══ Study material

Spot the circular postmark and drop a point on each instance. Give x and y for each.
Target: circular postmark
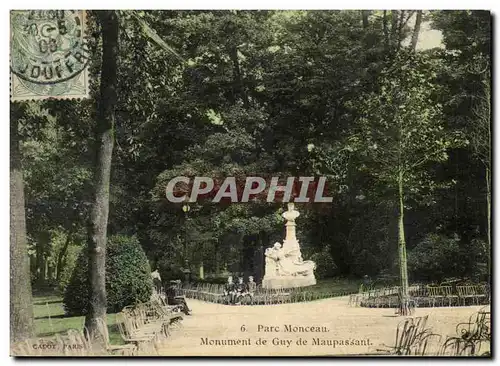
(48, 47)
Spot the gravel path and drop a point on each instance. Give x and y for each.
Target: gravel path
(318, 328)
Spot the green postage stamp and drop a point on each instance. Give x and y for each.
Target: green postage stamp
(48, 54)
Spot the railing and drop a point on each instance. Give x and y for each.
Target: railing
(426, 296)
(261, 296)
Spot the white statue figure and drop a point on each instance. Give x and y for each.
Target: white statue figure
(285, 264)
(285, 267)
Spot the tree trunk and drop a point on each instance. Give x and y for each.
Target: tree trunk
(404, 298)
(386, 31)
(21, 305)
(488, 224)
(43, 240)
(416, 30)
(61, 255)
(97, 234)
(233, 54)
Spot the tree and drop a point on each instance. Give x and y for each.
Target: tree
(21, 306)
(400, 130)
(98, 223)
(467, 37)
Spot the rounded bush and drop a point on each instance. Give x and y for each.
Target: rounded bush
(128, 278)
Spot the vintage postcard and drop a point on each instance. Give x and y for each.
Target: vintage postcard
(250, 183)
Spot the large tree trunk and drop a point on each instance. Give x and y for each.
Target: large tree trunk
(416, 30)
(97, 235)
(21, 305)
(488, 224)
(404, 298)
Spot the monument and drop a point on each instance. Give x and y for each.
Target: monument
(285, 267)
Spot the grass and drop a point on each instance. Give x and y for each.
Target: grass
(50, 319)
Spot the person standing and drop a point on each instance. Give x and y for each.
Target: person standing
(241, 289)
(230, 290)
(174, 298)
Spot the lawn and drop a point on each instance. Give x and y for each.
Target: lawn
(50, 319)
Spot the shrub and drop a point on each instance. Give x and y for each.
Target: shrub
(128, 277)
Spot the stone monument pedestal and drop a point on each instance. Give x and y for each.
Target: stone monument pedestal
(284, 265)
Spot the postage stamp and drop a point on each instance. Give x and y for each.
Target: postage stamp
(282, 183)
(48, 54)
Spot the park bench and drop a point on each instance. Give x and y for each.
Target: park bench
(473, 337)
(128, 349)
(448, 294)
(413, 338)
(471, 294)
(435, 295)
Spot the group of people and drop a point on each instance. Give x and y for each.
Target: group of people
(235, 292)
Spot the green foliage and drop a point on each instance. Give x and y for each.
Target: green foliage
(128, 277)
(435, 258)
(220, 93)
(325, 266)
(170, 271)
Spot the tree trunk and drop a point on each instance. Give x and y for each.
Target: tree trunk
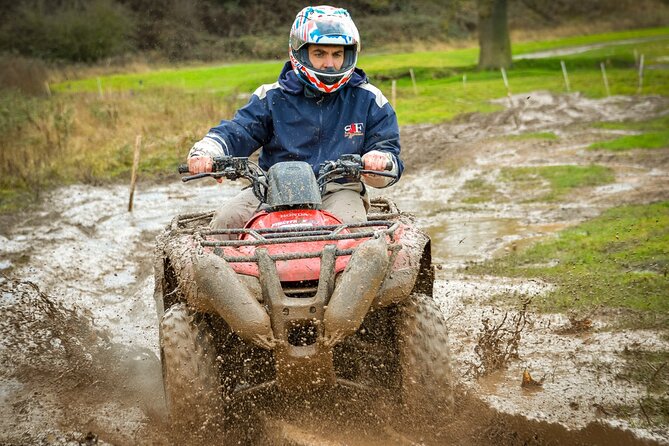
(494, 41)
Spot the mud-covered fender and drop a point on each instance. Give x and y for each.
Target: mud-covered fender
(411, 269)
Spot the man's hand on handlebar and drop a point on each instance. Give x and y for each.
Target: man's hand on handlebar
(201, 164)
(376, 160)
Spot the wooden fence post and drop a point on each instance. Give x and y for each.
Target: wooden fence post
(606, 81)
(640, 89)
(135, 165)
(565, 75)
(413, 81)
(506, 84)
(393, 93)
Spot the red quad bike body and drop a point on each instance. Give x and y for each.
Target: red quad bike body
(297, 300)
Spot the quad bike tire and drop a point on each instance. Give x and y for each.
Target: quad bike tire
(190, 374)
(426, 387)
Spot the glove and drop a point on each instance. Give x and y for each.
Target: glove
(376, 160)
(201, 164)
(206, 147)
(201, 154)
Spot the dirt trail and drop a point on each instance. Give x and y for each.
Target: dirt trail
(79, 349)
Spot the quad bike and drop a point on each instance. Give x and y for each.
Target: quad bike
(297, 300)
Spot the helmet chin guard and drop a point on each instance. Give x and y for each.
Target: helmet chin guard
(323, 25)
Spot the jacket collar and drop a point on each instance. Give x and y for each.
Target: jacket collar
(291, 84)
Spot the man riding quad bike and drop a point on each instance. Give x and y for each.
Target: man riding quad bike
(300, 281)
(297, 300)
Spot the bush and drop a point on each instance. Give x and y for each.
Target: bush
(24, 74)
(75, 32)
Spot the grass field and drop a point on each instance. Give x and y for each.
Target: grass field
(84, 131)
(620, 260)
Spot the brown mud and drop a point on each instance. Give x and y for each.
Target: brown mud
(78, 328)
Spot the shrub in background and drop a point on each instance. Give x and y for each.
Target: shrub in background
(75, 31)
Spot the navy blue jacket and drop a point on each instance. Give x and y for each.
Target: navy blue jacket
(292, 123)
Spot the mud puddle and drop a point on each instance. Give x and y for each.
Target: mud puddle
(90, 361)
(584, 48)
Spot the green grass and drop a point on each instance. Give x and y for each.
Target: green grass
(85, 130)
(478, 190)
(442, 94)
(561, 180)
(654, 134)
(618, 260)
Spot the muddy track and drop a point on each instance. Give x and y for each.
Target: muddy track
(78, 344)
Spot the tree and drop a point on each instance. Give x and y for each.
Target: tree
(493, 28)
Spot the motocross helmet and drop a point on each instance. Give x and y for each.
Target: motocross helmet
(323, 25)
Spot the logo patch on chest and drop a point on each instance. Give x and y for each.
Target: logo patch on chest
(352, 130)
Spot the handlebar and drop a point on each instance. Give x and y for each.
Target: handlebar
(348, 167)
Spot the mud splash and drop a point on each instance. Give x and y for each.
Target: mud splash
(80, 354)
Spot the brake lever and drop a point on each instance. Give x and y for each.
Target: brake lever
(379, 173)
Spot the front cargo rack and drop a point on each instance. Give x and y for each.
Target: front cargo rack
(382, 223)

════
══ Study material

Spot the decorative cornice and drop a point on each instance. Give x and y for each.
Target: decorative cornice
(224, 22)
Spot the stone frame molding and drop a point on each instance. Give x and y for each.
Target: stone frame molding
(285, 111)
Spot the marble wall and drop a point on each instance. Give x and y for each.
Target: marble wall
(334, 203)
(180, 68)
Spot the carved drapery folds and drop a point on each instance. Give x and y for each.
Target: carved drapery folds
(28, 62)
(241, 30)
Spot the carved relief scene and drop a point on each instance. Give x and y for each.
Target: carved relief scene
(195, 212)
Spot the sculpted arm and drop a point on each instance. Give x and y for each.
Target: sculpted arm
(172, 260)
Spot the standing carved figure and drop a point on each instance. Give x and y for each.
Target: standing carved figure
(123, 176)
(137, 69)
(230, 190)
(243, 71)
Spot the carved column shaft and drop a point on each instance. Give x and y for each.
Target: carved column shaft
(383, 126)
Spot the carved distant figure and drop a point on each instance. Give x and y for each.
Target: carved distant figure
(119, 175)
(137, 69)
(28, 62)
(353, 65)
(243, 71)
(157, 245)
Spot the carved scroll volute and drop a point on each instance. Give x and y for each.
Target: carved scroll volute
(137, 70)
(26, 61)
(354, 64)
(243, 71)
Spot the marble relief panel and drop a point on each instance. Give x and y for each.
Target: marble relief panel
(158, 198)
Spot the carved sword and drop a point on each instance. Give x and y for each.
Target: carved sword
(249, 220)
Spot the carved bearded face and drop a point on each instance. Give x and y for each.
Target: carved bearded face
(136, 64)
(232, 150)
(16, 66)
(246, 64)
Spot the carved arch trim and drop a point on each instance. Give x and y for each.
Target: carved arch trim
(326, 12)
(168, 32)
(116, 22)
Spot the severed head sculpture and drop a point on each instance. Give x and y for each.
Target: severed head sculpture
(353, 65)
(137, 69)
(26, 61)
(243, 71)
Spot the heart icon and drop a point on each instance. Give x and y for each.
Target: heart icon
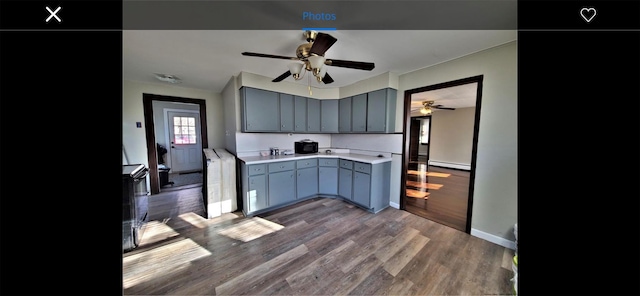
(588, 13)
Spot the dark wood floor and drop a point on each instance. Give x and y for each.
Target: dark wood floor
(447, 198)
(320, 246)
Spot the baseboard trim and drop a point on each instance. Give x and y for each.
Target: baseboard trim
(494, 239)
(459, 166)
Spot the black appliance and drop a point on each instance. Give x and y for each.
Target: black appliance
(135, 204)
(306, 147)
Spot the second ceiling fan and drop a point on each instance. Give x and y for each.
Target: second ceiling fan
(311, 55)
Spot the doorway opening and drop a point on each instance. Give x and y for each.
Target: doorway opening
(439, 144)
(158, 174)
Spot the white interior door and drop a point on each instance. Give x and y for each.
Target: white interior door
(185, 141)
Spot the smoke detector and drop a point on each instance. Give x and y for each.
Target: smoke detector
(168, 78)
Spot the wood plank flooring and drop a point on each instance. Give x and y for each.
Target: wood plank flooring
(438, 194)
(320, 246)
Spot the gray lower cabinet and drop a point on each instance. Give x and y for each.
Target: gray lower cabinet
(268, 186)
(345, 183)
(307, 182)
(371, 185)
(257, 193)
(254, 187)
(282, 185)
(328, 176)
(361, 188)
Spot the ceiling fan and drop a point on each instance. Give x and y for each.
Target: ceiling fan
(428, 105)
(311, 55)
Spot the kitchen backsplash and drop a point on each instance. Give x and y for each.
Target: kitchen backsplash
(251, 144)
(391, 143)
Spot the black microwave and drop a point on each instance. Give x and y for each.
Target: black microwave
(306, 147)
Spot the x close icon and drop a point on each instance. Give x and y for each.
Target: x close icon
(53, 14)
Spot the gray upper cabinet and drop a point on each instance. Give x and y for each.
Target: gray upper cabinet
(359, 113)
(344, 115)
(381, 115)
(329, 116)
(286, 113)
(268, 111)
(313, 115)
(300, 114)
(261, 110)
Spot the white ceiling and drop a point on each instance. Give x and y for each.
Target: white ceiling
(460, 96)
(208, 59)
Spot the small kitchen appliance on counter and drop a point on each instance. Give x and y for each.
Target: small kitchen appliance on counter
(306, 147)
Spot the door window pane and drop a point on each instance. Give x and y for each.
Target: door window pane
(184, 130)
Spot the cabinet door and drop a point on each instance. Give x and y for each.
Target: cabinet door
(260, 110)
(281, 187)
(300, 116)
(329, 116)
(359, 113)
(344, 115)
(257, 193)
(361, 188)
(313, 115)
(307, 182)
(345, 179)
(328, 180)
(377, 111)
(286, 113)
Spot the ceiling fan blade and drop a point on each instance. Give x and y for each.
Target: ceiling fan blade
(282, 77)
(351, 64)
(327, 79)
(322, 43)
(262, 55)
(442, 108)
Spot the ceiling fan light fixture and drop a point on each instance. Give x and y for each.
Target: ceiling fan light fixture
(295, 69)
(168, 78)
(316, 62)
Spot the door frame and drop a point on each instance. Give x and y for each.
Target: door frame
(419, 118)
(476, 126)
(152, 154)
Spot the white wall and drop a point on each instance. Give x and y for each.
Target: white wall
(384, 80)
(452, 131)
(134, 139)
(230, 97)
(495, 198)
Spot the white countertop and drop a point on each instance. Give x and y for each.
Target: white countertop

════
══ Study material

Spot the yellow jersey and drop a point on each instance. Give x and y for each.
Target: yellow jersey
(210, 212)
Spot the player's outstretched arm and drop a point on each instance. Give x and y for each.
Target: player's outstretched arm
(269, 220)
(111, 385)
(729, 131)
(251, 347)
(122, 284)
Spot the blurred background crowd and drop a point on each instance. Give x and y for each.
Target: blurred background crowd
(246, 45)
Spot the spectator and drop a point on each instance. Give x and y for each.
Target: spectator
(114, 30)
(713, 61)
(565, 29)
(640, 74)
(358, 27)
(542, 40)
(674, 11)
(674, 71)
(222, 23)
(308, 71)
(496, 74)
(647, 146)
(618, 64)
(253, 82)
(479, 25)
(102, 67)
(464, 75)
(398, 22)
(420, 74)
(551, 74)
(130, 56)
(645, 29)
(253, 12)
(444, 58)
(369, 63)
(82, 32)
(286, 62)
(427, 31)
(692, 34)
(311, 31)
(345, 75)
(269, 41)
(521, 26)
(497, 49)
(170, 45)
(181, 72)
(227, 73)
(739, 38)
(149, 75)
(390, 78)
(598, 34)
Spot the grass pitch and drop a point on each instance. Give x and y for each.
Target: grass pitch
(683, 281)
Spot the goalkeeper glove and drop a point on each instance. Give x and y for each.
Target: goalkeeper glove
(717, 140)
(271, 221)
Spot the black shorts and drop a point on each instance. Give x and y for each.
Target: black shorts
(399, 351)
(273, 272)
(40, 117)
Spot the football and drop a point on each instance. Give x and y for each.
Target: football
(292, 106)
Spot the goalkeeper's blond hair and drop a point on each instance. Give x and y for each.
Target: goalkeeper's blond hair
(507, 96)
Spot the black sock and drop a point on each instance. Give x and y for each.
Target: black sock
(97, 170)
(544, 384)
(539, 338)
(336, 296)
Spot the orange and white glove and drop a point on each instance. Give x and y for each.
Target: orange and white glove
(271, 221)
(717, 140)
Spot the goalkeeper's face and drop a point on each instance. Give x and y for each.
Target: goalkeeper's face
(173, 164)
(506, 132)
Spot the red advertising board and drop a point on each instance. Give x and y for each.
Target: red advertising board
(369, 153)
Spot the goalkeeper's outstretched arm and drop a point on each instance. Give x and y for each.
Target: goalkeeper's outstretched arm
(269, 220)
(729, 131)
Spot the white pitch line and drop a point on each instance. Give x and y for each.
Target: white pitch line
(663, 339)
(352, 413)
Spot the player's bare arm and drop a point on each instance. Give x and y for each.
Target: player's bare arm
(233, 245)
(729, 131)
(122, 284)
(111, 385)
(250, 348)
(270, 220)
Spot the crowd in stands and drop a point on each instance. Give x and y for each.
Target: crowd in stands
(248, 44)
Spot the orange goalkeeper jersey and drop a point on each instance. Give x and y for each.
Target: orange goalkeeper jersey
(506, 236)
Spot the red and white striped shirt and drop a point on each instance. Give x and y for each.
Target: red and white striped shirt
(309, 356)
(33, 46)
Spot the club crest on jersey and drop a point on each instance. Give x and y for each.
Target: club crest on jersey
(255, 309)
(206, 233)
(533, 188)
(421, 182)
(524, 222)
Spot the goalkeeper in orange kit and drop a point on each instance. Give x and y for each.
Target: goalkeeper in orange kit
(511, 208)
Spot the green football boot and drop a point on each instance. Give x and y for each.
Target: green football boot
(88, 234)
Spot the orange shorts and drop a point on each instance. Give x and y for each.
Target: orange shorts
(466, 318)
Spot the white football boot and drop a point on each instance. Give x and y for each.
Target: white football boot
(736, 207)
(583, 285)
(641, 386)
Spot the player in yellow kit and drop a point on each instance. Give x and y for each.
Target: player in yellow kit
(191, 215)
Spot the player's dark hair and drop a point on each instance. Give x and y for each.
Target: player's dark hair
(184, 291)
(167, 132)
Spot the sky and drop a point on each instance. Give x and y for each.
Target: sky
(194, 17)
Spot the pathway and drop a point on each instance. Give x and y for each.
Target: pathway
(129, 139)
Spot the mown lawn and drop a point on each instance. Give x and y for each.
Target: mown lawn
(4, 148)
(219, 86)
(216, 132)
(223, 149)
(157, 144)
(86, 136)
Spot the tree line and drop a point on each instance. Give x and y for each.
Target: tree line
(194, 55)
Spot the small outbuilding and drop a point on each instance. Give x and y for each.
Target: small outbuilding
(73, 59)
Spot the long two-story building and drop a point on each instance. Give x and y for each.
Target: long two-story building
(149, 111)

════

### Work order
Every line above with the string "countertop" in it needs to be copied.

### Task solution
Spot the white countertop and drop a point on each instance. Give x and y for each.
Target: white countertop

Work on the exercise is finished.